Imagine having no roof over your head, having to wonder where your next meal will come from and having to wonder where to get money to support your family. Interfaith Hospitality Network of the Main Line is an organization that hosts families that, for some reason, have found themselves in that situation.
“The circumstances at which the family finds themselves homeless is usually unknown to the facilities that host them,” said Ginger Heim, Interfaith Hospitality coordinator for St. Katherine of Siena parish in Wayne.
According to Heim, there are 11 facilities that alternate the responsibility of hosting the families for one week at a time. These facilities include nine churches, one mosque and one synagogue.
The central office is in Norristown and is directed by Candy Shandley. It is a nationwide network with five programs existing in the Philadelphia area. The program has existed for 12 years and was started by Karen Olsen in New Jersey, according to Shandley.
St. Katherine’s had the responsibility of hosting the families the week of October 25.
“There is a lot involved in transporting the families from one facility to the next,” Heim said.
According to Heim, the families came to St. Katherine’s from Wayne Presbyterian Church. The families are usually transported from one facility to the next by a van owned by the organization.
Each facility has a truck that transports the families’ belongings. On the day that the families are transported, the truck brings the belongings first, and then is followed by the van transporting the families.
Each facility is responsible for providing breakfast and dinner to the families. During the day the children are sent to school and the parents are encouraged to look for homes or jobs.
The program also offers parenting classes, money management classes and there is also a child therapist, Shandley said.

Collected data:
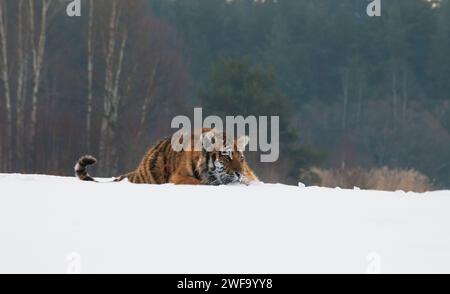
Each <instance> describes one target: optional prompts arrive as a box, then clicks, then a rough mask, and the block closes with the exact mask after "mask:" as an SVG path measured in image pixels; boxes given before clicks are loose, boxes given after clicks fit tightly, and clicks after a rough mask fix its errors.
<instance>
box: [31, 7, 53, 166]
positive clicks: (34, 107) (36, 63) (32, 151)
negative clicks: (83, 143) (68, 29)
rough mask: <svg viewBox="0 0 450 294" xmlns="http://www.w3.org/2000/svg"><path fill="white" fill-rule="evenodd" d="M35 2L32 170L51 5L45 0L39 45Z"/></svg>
mask: <svg viewBox="0 0 450 294" xmlns="http://www.w3.org/2000/svg"><path fill="white" fill-rule="evenodd" d="M33 2H34V0H31V1H30V2H29V4H30V6H29V7H30V32H31V41H32V42H31V51H32V56H33V89H32V93H31V116H30V127H29V143H28V146H29V148H30V150H29V152H30V153H29V154H30V155H31V156H32V158H31V168H32V169H35V159H36V157H35V156H34V155H35V152H36V130H37V113H38V92H39V88H40V85H41V72H42V65H43V60H44V54H45V42H46V37H47V12H48V9H49V6H50V3H51V0H43V2H42V9H41V22H40V33H39V39H38V43H37V44H36V43H35V40H34V33H35V31H36V30H35V17H34V5H33Z"/></svg>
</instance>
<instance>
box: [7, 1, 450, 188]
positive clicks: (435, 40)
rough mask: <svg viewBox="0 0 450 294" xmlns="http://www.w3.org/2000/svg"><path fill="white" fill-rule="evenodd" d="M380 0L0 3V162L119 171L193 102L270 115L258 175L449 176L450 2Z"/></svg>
mask: <svg viewBox="0 0 450 294" xmlns="http://www.w3.org/2000/svg"><path fill="white" fill-rule="evenodd" d="M381 2H382V14H381V16H379V17H369V16H368V15H367V13H366V7H367V5H368V3H369V2H368V1H366V0H339V1H335V0H265V1H263V0H259V1H257V0H133V1H125V0H82V1H81V3H82V9H81V16H79V17H77V16H75V17H69V16H68V15H67V14H66V6H67V3H68V1H59V0H0V173H6V172H14V173H45V174H54V175H67V176H70V175H72V174H73V165H74V163H75V161H76V159H77V158H78V157H79V156H80V155H83V154H88V153H89V154H92V155H95V156H96V157H97V158H98V159H99V165H98V167H97V168H96V170H95V171H94V174H95V175H97V176H113V175H118V174H120V173H124V172H127V171H130V170H132V169H134V167H135V166H136V165H137V164H138V163H139V161H140V158H141V157H142V156H143V155H144V153H145V152H146V150H147V149H148V148H149V147H150V146H151V145H152V144H154V143H156V142H157V141H158V140H159V139H160V138H163V137H167V136H170V135H171V134H172V133H173V132H174V130H172V129H171V128H170V122H171V120H172V119H173V117H175V116H177V115H188V116H190V115H192V113H193V109H194V107H202V108H203V109H204V111H205V113H207V114H214V115H219V116H226V115H234V116H236V115H243V116H248V115H256V116H257V115H266V116H271V115H278V116H280V127H281V133H280V147H281V153H280V159H279V160H278V161H277V162H276V163H260V162H258V161H257V160H256V159H257V158H258V156H256V154H249V155H248V158H249V161H251V163H252V166H254V169H255V171H256V173H257V174H258V175H259V176H260V178H261V179H262V180H263V181H265V182H282V183H291V184H292V183H294V184H296V183H297V182H298V181H299V180H300V179H302V177H303V176H302V175H307V176H308V175H309V176H308V177H309V178H311V177H313V178H314V176H316V175H317V174H318V173H319V172H317V170H318V169H322V170H328V171H346V170H348V171H351V170H355V169H361V170H362V169H367V170H369V169H376V168H380V169H382V168H385V169H386V168H387V169H395V170H401V171H411V170H414V171H417V173H419V174H420V175H423V176H424V177H426V178H427V179H429V181H430V183H431V184H432V186H433V188H450V54H449V52H450V2H449V1H448V0H436V1H427V0H382V1H381ZM314 171H316V172H314ZM330 173H331V172H330ZM311 175H312V176H311ZM312 182H314V181H312Z"/></svg>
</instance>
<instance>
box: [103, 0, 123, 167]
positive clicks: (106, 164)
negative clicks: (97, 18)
mask: <svg viewBox="0 0 450 294" xmlns="http://www.w3.org/2000/svg"><path fill="white" fill-rule="evenodd" d="M110 3H111V15H110V18H109V26H108V36H109V37H108V41H107V46H106V52H105V56H106V60H105V63H106V69H105V87H104V91H105V95H104V100H103V117H102V124H101V134H100V147H99V152H100V158H101V159H102V162H101V167H102V170H103V172H105V173H114V172H115V170H116V169H117V146H116V145H115V144H114V143H115V140H116V132H117V120H118V115H119V105H120V100H121V95H120V92H119V88H120V78H121V73H122V68H123V59H124V51H125V45H126V42H127V36H128V32H127V28H126V26H123V27H120V26H119V22H120V18H121V12H122V10H121V9H119V4H118V1H117V0H114V1H111V2H110ZM117 44H119V47H118V48H117ZM107 146H108V148H106V147H107Z"/></svg>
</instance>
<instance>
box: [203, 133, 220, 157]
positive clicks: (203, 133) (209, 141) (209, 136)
mask: <svg viewBox="0 0 450 294" xmlns="http://www.w3.org/2000/svg"><path fill="white" fill-rule="evenodd" d="M202 143H203V149H205V151H207V152H213V151H214V150H215V149H216V145H217V144H218V142H217V138H216V134H215V133H214V131H213V130H211V131H209V132H206V133H203V135H202Z"/></svg>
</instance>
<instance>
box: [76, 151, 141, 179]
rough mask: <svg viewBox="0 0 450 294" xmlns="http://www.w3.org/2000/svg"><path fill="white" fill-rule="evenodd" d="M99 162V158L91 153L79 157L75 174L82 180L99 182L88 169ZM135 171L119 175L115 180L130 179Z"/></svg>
mask: <svg viewBox="0 0 450 294" xmlns="http://www.w3.org/2000/svg"><path fill="white" fill-rule="evenodd" d="M96 163H97V159H96V158H95V157H93V156H91V155H84V156H82V157H81V158H80V159H78V161H77V163H76V164H75V167H74V170H75V176H76V177H77V178H79V179H80V180H82V181H88V182H97V181H96V180H95V179H94V178H93V177H91V176H90V175H89V173H88V171H87V168H88V167H89V166H91V165H94V164H96ZM133 174H134V172H131V173H128V174H125V175H122V176H119V177H117V178H115V179H114V180H113V182H120V181H123V180H124V179H128V178H129V177H130V176H131V175H133Z"/></svg>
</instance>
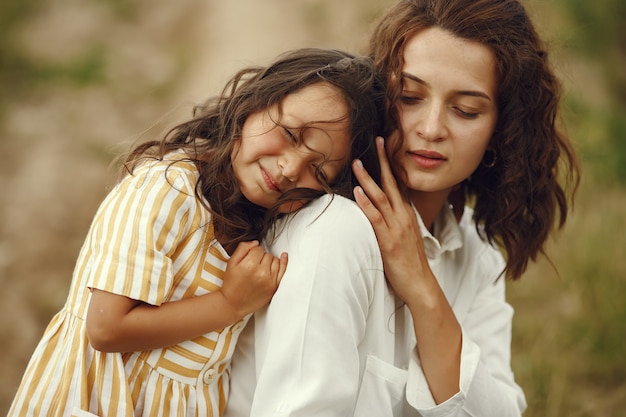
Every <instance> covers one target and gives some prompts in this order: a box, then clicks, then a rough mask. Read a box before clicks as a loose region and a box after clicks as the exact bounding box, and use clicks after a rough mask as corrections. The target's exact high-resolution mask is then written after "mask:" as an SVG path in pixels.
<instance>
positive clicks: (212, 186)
mask: <svg viewBox="0 0 626 417" xmlns="http://www.w3.org/2000/svg"><path fill="white" fill-rule="evenodd" d="M369 52H370V53H369V55H370V56H369V57H367V58H366V57H355V56H353V55H351V54H347V53H344V52H340V51H335V50H323V49H303V50H299V51H294V52H291V53H287V54H285V55H282V56H281V57H279V58H278V59H277V61H275V62H274V63H273V64H271V65H270V66H268V67H266V68H250V69H246V70H243V71H241V72H239V73H238V74H236V75H235V77H234V78H233V79H232V80H231V82H230V83H229V84H228V85H227V86H226V88H225V89H224V92H223V94H222V95H221V96H220V97H219V98H217V99H215V100H213V101H209V102H207V103H206V104H205V105H204V106H201V107H199V108H198V109H197V111H196V113H195V114H194V117H193V119H191V120H190V121H188V122H185V123H182V124H181V125H179V126H177V127H176V128H175V129H173V130H172V131H171V132H170V134H168V135H167V136H166V137H165V138H164V139H163V140H162V141H151V142H147V143H144V144H140V145H138V146H137V147H136V148H134V150H133V151H132V152H131V153H130V155H129V156H128V157H127V159H126V161H125V164H124V166H125V167H126V169H127V170H128V173H127V175H126V176H125V177H124V178H123V179H122V180H121V181H120V183H119V184H118V185H117V186H116V188H115V189H114V190H113V191H112V192H111V193H110V194H109V195H108V196H107V198H106V199H105V200H104V202H103V203H102V205H101V207H100V209H99V210H98V212H97V213H96V216H95V218H94V221H93V224H92V226H91V229H90V231H89V234H88V236H87V240H86V242H85V244H84V246H83V248H82V250H81V253H80V256H79V259H78V262H77V266H76V269H75V273H74V277H73V281H72V284H71V287H70V294H69V297H68V300H67V303H66V305H65V307H64V308H63V309H62V311H61V312H60V313H58V314H57V315H56V316H55V317H54V318H53V320H52V322H51V323H50V325H49V326H48V328H47V329H46V331H45V333H44V336H43V338H42V340H41V342H40V344H39V345H38V347H37V348H36V350H35V353H34V354H33V357H32V359H31V361H30V363H29V365H28V367H27V369H26V372H25V375H24V378H23V381H22V384H21V385H20V387H19V390H18V392H17V395H16V397H15V399H14V402H13V404H12V407H11V410H10V412H9V415H11V416H25V415H47V416H51V415H59V416H61V415H63V416H74V415H75V416H88V415H99V416H119V415H123V416H133V415H136V416H160V415H164V416H165V415H172V416H181V415H197V416H205V415H207V416H211V415H212V416H217V415H223V414H224V413H225V415H226V416H264V417H265V416H313V415H314V416H349V415H355V416H412V415H415V416H419V415H421V416H471V415H480V416H497V417H503V416H519V415H520V414H521V413H522V412H523V410H524V409H525V407H526V405H525V399H524V395H523V391H522V390H521V388H520V387H519V386H518V385H517V384H516V383H515V380H514V377H513V372H512V370H511V364H510V341H511V340H510V339H511V323H512V314H513V310H512V308H511V307H510V306H509V305H508V304H507V303H506V301H505V294H504V286H505V279H504V278H511V279H517V278H519V277H520V276H521V275H522V274H523V272H524V271H525V269H526V267H527V265H528V262H529V261H531V260H534V259H535V258H536V257H537V256H538V255H539V254H541V253H543V248H544V243H545V241H546V239H547V237H548V235H549V233H550V231H551V230H552V229H553V226H554V225H555V224H556V225H558V226H562V225H563V223H564V222H565V219H566V217H567V212H568V204H569V200H568V193H567V188H566V187H565V185H567V184H565V185H561V184H560V183H559V181H560V180H561V179H562V178H565V179H566V180H570V181H571V184H572V185H573V186H574V189H575V186H576V185H577V179H578V165H577V161H576V158H575V155H574V151H573V149H572V146H571V144H570V143H569V141H568V139H567V137H566V136H564V135H563V133H561V132H560V131H559V130H558V129H557V110H558V104H559V84H558V82H557V80H556V78H555V76H554V74H553V72H552V70H551V67H550V65H549V62H548V57H547V53H546V51H545V49H544V45H543V44H542V42H541V40H540V39H539V37H538V36H537V33H536V31H535V29H534V28H533V25H532V23H531V22H530V20H529V18H528V15H527V13H526V11H525V10H524V8H523V6H522V5H521V4H520V3H519V2H518V1H515V0H421V1H420V0H403V1H401V2H399V3H398V4H397V5H395V6H394V7H392V8H391V9H390V10H389V11H388V12H387V13H386V14H385V15H384V16H383V18H382V19H381V21H380V22H379V24H378V25H377V27H376V28H375V30H374V33H373V35H372V37H371V40H370V51H369ZM376 136H381V137H379V138H378V139H376V140H375V137H376ZM382 137H384V138H385V140H383V139H382ZM376 152H377V154H376ZM351 171H352V172H351ZM379 175H380V177H379ZM352 193H354V199H355V200H356V204H355V203H354V201H350V200H349V199H348V198H345V197H351V194H352ZM466 203H467V204H466ZM262 239H265V244H266V245H267V246H266V248H267V249H268V250H269V252H266V250H264V249H263V248H262V247H261V245H259V241H260V240H262ZM286 253H288V254H289V260H288V261H287V256H286ZM383 271H384V272H383ZM279 283H280V285H279ZM270 299H271V303H270V304H269V306H267V303H268V302H269V301H270ZM254 312H255V313H254ZM252 313H254V315H252ZM251 316H252V317H253V318H252V319H250V317H251ZM248 319H250V320H248ZM246 323H247V325H246ZM244 326H245V328H244ZM242 329H243V330H242ZM233 354H234V357H233ZM231 358H233V363H232V370H231Z"/></svg>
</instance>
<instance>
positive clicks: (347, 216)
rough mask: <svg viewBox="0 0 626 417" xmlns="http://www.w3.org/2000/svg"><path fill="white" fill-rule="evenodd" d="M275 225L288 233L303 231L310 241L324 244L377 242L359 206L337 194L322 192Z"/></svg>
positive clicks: (309, 241)
mask: <svg viewBox="0 0 626 417" xmlns="http://www.w3.org/2000/svg"><path fill="white" fill-rule="evenodd" d="M277 226H278V229H277V230H278V231H279V233H281V230H282V231H286V232H287V233H288V234H294V233H306V234H307V236H308V238H307V239H309V243H311V244H319V245H324V246H325V247H328V246H336V245H344V244H359V242H360V243H366V242H373V243H375V244H376V237H375V234H374V230H373V229H372V226H371V224H370V222H369V220H368V219H367V217H366V216H365V214H363V212H362V211H361V209H360V208H359V206H358V205H357V204H356V203H355V202H354V201H352V200H350V199H348V198H345V197H342V196H339V195H331V194H326V195H323V196H321V197H320V198H318V199H316V200H314V201H312V202H311V203H309V204H308V205H307V206H305V207H304V208H302V209H300V210H299V211H298V212H296V213H293V214H291V215H289V216H286V217H285V218H284V219H282V220H281V222H280V223H279V224H278V225H277ZM312 240H315V243H314V242H312ZM376 245H377V244H376Z"/></svg>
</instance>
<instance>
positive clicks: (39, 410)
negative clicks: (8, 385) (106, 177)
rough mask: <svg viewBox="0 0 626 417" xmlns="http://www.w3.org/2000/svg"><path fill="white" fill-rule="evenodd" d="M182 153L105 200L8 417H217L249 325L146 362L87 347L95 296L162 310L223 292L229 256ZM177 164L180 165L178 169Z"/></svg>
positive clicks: (140, 177)
mask: <svg viewBox="0 0 626 417" xmlns="http://www.w3.org/2000/svg"><path fill="white" fill-rule="evenodd" d="M183 158H184V154H183V153H182V152H176V153H173V154H171V155H169V156H168V157H167V158H166V160H165V161H161V162H157V161H152V162H149V163H146V164H144V165H142V166H140V167H138V168H137V169H136V170H135V172H134V174H133V175H130V176H127V177H126V178H125V179H124V180H122V181H121V182H120V183H119V184H118V185H117V186H116V187H115V188H114V189H113V190H112V191H111V193H110V194H109V195H108V196H107V197H106V199H105V200H104V201H103V203H102V205H101V206H100V208H99V209H98V212H97V213H96V215H95V218H94V221H93V223H92V225H91V228H90V230H89V234H88V235H87V239H86V241H85V243H84V245H83V248H82V249H81V252H80V255H79V258H78V261H77V264H76V269H75V271H74V275H73V280H72V284H71V287H70V293H69V296H68V299H67V302H66V304H65V306H64V307H63V309H62V310H61V311H60V312H59V313H57V314H56V315H55V316H54V318H53V319H52V321H51V322H50V324H49V325H48V327H47V329H46V330H45V333H44V335H43V338H42V340H41V341H40V343H39V345H38V346H37V348H36V350H35V352H34V354H33V356H32V358H31V360H30V363H29V364H28V367H27V368H26V372H25V374H24V377H23V380H22V382H21V385H20V387H19V389H18V391H17V394H16V396H15V398H14V400H13V404H12V406H11V409H10V411H9V416H91V415H97V416H103V417H104V416H116V417H118V416H151V417H154V416H220V415H221V414H222V412H223V410H224V407H225V403H226V398H227V396H228V387H229V377H230V359H231V356H232V353H233V350H234V345H235V343H236V341H237V338H238V337H239V334H240V332H241V330H242V328H243V327H244V325H245V321H247V318H246V319H245V320H243V321H241V322H239V323H236V324H234V325H232V326H229V327H227V328H225V329H223V330H222V331H219V332H212V333H209V334H206V335H204V336H202V337H199V338H197V339H195V340H190V341H187V342H184V343H181V344H179V345H176V346H171V347H168V348H164V349H158V350H154V351H146V352H132V353H104V352H99V351H96V350H94V349H93V348H92V347H91V346H90V344H89V341H88V339H87V334H86V330H85V317H86V312H87V306H88V303H89V299H90V291H89V288H98V289H101V290H105V291H109V292H112V293H115V294H120V295H123V296H126V297H129V298H132V299H136V300H141V301H143V302H146V303H149V304H152V305H157V306H158V305H160V304H162V303H164V302H168V301H174V300H179V299H183V298H188V297H194V296H198V295H201V294H206V293H208V292H211V291H214V290H216V289H218V288H220V287H221V285H222V279H221V278H222V276H223V272H224V269H225V267H226V262H227V259H228V254H227V253H226V251H225V250H224V249H223V248H222V246H221V245H220V244H219V243H218V242H217V241H216V240H215V239H214V236H213V229H212V227H209V220H210V213H209V212H208V211H207V210H206V209H205V208H204V207H203V206H202V205H201V203H200V201H198V199H197V198H196V197H195V193H194V187H195V184H196V183H197V180H198V172H197V169H196V167H195V165H194V164H193V163H191V162H188V161H183V160H182V159H183ZM174 159H176V160H177V161H176V163H175V164H174V165H171V162H172V161H173V160H174Z"/></svg>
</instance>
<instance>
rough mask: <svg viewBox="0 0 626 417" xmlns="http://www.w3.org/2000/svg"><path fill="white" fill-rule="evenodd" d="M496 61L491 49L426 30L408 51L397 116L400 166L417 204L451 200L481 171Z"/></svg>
mask: <svg viewBox="0 0 626 417" xmlns="http://www.w3.org/2000/svg"><path fill="white" fill-rule="evenodd" d="M496 89H497V84H496V67H495V56H494V54H493V52H492V51H491V49H489V48H488V47H487V46H485V45H483V44H480V43H477V42H471V41H467V40H465V39H462V38H459V37H456V36H454V35H452V34H451V33H449V32H447V31H445V30H443V29H441V28H437V27H434V28H428V29H425V30H422V31H420V32H418V33H417V34H415V35H413V37H412V38H409V40H408V42H407V44H406V46H405V49H404V66H403V68H402V95H401V98H400V100H399V103H398V104H399V114H400V122H401V126H402V132H403V134H404V143H403V146H402V149H401V152H400V154H399V158H398V160H397V161H396V163H399V164H400V165H401V167H402V168H403V169H404V170H405V171H406V175H407V183H406V185H407V187H408V188H409V191H410V195H411V198H412V199H413V201H416V200H415V199H419V198H420V197H419V196H420V195H423V193H441V194H442V195H447V193H448V192H449V191H450V189H451V188H452V187H453V186H455V185H456V184H458V183H460V182H462V181H463V180H465V179H466V178H467V177H469V176H470V175H471V174H472V172H474V170H475V169H476V167H478V164H479V163H480V162H481V160H482V157H483V154H484V152H485V150H486V149H487V146H488V144H489V140H490V138H491V135H492V132H493V129H494V126H495V123H496V118H497V106H496V101H495V100H496Z"/></svg>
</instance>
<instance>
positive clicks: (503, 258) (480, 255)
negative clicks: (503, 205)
mask: <svg viewBox="0 0 626 417" xmlns="http://www.w3.org/2000/svg"><path fill="white" fill-rule="evenodd" d="M459 227H460V229H461V232H462V236H463V249H464V252H465V255H466V256H467V257H469V258H472V259H474V260H475V261H476V262H477V265H479V267H482V268H485V269H487V270H493V269H494V268H497V269H498V270H500V272H501V270H502V269H503V268H504V257H503V255H502V252H501V251H500V248H499V247H498V245H497V243H496V242H489V241H488V240H487V238H486V236H485V234H484V233H483V226H482V225H476V222H475V220H474V210H473V209H472V208H471V207H465V211H464V212H463V216H462V217H461V220H460V222H459Z"/></svg>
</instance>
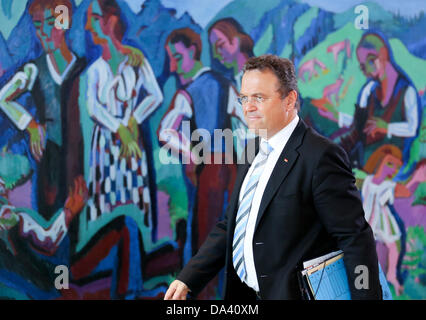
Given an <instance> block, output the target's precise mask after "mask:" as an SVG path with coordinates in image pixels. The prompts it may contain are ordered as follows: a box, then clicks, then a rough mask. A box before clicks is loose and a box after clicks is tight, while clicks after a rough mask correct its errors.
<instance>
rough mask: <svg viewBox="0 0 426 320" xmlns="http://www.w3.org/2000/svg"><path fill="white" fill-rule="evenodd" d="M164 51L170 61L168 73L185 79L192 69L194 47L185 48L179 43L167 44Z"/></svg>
mask: <svg viewBox="0 0 426 320" xmlns="http://www.w3.org/2000/svg"><path fill="white" fill-rule="evenodd" d="M166 50H167V54H168V56H169V59H170V72H176V73H177V74H178V75H179V76H183V77H185V75H187V74H188V73H189V72H190V71H191V70H192V69H193V67H194V64H195V59H194V54H195V47H194V46H191V47H189V48H187V47H185V45H184V44H183V43H182V42H181V41H179V42H176V43H171V42H169V43H168V44H167V46H166Z"/></svg>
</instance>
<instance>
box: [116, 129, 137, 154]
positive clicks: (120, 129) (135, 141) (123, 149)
mask: <svg viewBox="0 0 426 320" xmlns="http://www.w3.org/2000/svg"><path fill="white" fill-rule="evenodd" d="M118 134H119V136H120V140H121V142H122V146H121V148H120V156H121V157H123V158H126V159H128V160H130V159H131V158H132V157H134V158H136V159H140V158H141V157H142V151H141V149H140V148H139V145H138V143H137V141H135V140H134V135H133V133H132V132H131V131H130V130H129V128H127V127H125V126H124V125H122V124H121V125H120V127H119V128H118Z"/></svg>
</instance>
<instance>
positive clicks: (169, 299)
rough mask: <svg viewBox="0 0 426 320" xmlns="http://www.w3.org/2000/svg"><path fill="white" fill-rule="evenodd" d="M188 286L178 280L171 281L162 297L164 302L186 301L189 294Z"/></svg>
mask: <svg viewBox="0 0 426 320" xmlns="http://www.w3.org/2000/svg"><path fill="white" fill-rule="evenodd" d="M189 291H190V290H189V288H188V286H187V285H186V284H185V283H183V282H182V281H180V280H175V281H173V282H172V283H171V284H170V286H169V289H168V290H167V292H166V295H165V296H164V300H186V295H187V294H188V292H189Z"/></svg>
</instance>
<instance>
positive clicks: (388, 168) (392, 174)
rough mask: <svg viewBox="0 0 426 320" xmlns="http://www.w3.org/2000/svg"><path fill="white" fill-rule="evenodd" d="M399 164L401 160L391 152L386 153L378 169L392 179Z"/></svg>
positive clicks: (399, 164) (400, 166) (399, 165)
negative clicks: (385, 154) (379, 167)
mask: <svg viewBox="0 0 426 320" xmlns="http://www.w3.org/2000/svg"><path fill="white" fill-rule="evenodd" d="M401 166H402V162H401V160H399V159H398V158H397V157H395V156H393V155H391V154H388V155H386V156H385V157H384V158H383V160H382V164H381V168H380V170H382V174H383V175H384V177H385V178H387V179H392V178H393V176H394V175H395V174H396V173H397V172H398V170H399V168H401Z"/></svg>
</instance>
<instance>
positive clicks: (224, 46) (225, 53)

**What the task requires**: Transcribe the part of the Interfaith Hospitality Network article starting with "According to Heim, the families" and going on through "by the organization.".

**Output**:
According to Heim, the families came to St. Katherine’s from Wayne Presbyterian Church. The families are usually transported from one facility to the next by a van owned by the organization.